▸ QUESTIONS ON THE MATERIAL
1) Check whether each statement agrees with the article about Harry's Benedex placement. Answer yes or no for each, quoting the words from the article that decide it.
(a) Harry's placement with Benedex began in June 2021.
(b) The prototype platform's navigation stack produces a 3D map of its surroundings.
(c) Most of Harry's work at Benedex was done on a virtual machine.
2) From the article about Harry's Benedex placement, extract the passage between "A course that" and "it on placement.", inclusive.
3) Extend the article about Harry's Benedex placement, continuing from where it stops.

▸ SOURCE DOCUMENT
★ ★ ★ ★ ★ ★ ★
As part of his degree, Harry spent three months working at Benedex, a start-up company developing new technologies in electrical mobility.

A person kneeling on the ground in a classroom, holding a game controller
" I was responsible for not just the development, but also for debugging, creating installation and configuration documentation, and launching navigation stack files."

In 2020 Hongming (Harry) Yu began studying on our MSc Robotics and Autonomous Systems with three-month placement. In June 2021 he started his three-month placement with Benedex Ltd, who are developing modular drive systems. Looking back at his placement, Harry tells us what he learnt during his placement and how he applied his theoretical knowledge in industry.

Developing a navigation system

During my placement, I worked for Benedex as an electrical engineering intern developing a navigation system based on ROS (Robot Operating System) using open-source packages. At Benedex, the prototype platform’s navigation stack produces a 2D map of its surroundings while autonomously traveling to the target point and avoiding obstacles. I was responsible for not just the development, but also for debugging, creating installation and configuration documentation, and launching navigation stack files.

A course that prepares you for the workplace

In my first semester, the robotics software unit focused on the Robot Operating System (ROS), including Linux basics, virtual machine, developing ROS node. Most of my work at Benedex was done on a virtual machine that I had learnt how to set up in this unit. I had to develop an ROS node to navigate a simulated robot through an obstacle course, which is similar to the navigation system I worked on at Benedex. The great thing was being able to use and even improve some of my code from this unit and apply it on placement.

Another unit that was helpful in my role was the autonomous systems navigation, mapping and communications unit. This introduced key concepts needed to understand, design and critically appraise navigation, guidance and communication for autonomous systems. Here, I was introduced to dead reckoning, pathfinding, localisation, mapping and SLAM algorithms, all of which I used on placement.
★ ★ ★ ★ ★ ★ ★
▸ DATA EXCERPTS
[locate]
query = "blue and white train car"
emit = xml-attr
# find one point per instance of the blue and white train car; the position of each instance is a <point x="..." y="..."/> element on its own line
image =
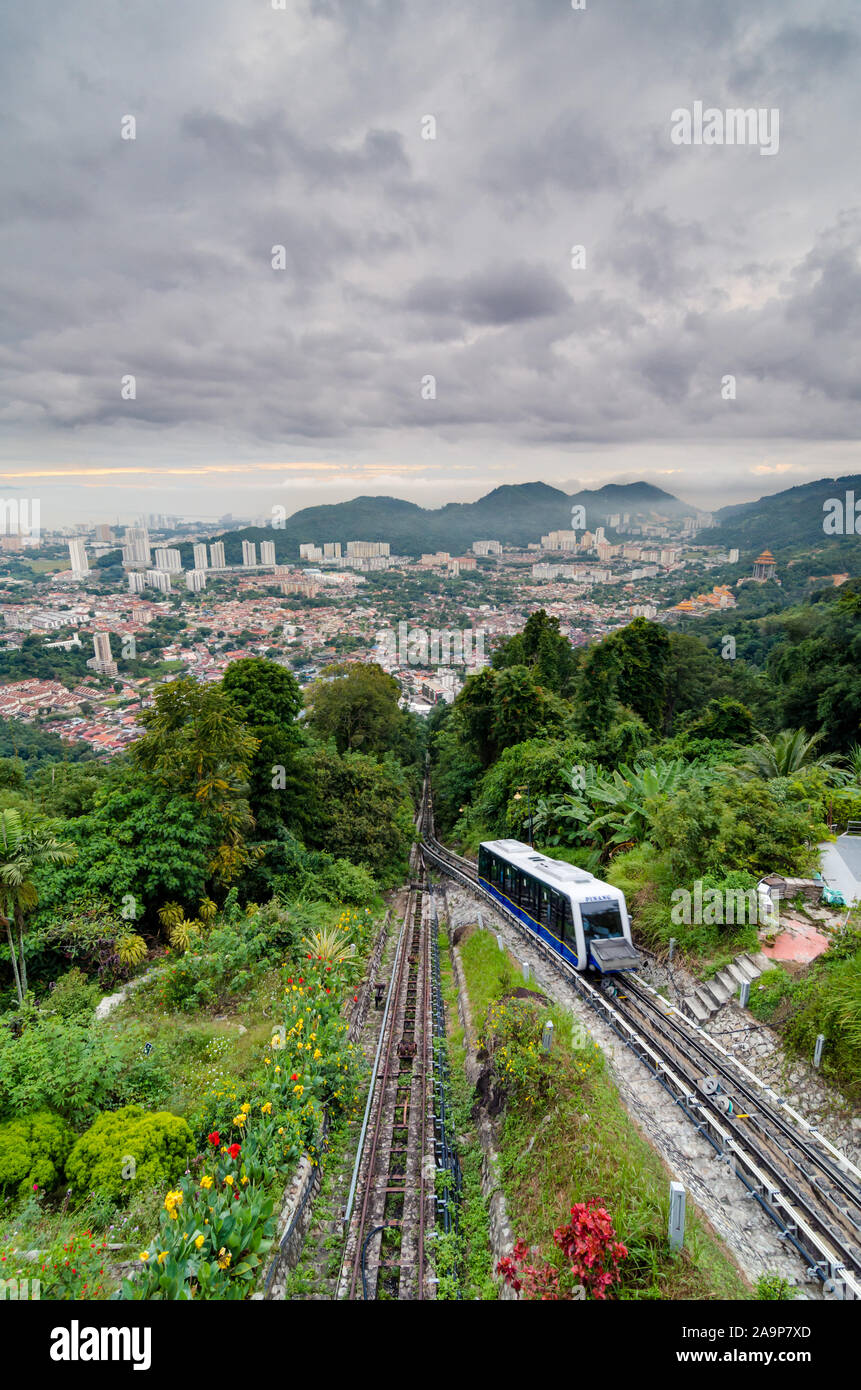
★ ★ ★ ★ ★ ★ ★
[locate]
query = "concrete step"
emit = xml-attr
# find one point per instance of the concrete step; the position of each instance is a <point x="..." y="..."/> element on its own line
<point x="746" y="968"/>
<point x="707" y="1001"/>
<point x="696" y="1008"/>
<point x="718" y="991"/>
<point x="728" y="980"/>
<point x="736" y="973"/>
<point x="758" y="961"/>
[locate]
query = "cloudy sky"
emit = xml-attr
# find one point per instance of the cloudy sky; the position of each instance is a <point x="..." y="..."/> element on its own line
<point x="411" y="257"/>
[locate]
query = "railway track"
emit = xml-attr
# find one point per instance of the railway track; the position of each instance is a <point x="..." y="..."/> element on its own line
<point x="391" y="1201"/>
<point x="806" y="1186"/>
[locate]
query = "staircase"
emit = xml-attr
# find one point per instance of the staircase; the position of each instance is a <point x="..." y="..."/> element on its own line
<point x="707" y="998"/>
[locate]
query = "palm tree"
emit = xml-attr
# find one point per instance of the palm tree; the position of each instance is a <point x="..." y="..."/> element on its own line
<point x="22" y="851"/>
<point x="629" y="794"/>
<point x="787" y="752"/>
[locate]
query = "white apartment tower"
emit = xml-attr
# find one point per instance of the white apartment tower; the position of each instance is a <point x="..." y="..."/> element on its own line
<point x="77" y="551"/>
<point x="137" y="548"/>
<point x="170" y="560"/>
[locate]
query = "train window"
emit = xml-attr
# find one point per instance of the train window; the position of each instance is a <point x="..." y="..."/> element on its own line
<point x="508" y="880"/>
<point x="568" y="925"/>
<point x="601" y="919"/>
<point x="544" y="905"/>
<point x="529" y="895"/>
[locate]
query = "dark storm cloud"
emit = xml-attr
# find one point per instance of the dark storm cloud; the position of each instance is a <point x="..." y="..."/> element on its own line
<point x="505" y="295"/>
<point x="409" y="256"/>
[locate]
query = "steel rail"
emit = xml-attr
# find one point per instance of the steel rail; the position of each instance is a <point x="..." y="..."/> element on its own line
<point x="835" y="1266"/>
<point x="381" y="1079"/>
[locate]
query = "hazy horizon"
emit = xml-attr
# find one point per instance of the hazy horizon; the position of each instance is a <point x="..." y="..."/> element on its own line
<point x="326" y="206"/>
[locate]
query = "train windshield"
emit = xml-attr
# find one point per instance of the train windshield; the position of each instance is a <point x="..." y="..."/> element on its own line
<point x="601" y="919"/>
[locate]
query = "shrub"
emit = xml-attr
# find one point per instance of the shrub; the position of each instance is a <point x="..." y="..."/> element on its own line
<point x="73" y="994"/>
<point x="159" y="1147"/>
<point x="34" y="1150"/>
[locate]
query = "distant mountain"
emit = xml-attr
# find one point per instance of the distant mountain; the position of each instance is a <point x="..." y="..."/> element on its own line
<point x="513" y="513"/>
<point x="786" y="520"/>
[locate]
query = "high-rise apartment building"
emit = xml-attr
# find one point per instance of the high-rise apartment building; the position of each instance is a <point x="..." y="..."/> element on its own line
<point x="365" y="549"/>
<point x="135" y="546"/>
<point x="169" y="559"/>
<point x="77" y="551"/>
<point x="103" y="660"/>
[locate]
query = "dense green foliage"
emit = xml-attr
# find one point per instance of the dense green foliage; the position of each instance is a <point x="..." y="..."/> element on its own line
★ ★ ★ ★ ★ ★ ★
▸ EXPECTED OUTPUTS
1)
(a) Yes: "In June 2021 he started his three-month placement with Benedex Ltd"
(b) No: "the prototype platform’s navigation stack produces a 2D map of its surroundings"
(c) Yes: "Most of my work at Benedex was done on a virtual machine"

2)
A course that prepares you for the workplace

In my first semester, the robotics software unit focused on the Robot Operating System (ROS), including Linux basics, virtual machine, developing ROS node. Most of my work at Benedex was done on a virtual machine that I had learnt how to set up in this unit. I had to develop an ROS node to navigate a simulated robot through an obstacle course, which is similar to the navigation system I worked on at Benedex. The great thing was being able to use and even improve some of my code from this unit and apply it on placement.

3)
Taking my skills into the real world

Because the course teaches you ROS, I was able to use what I learnt in the first 12 months of my master's in the navigation stack’s development process at Benedex. And my placement in return gave me more experience working with distributed systems, Linux remote servers and embedded controllers with Raspberry Pi. The robot platform’s onboard controller was a Linux server running on a Raspberry Pi, while the navigation system was running on a separate computer, with several nodes running onboard on the platform together.

I now have such a better understanding of robot navigation algorithms because of my time at Benedex. I have learnt more about dead reckoning, pathfinding, SLAM (Simultaneous Localisation and Mapping) and how the platform hardware is used for navigation, like Lidar and wheel encoder.

On top of the many technical skills I gained, I also was able to work on the transferable skills needed to collaborate with the rest of the team on the project. I got better at communicating with colleagues and at getting used to being part of a team. Plus, remote working during my placement and personal time management equipped me for the new normal post-pandemic world.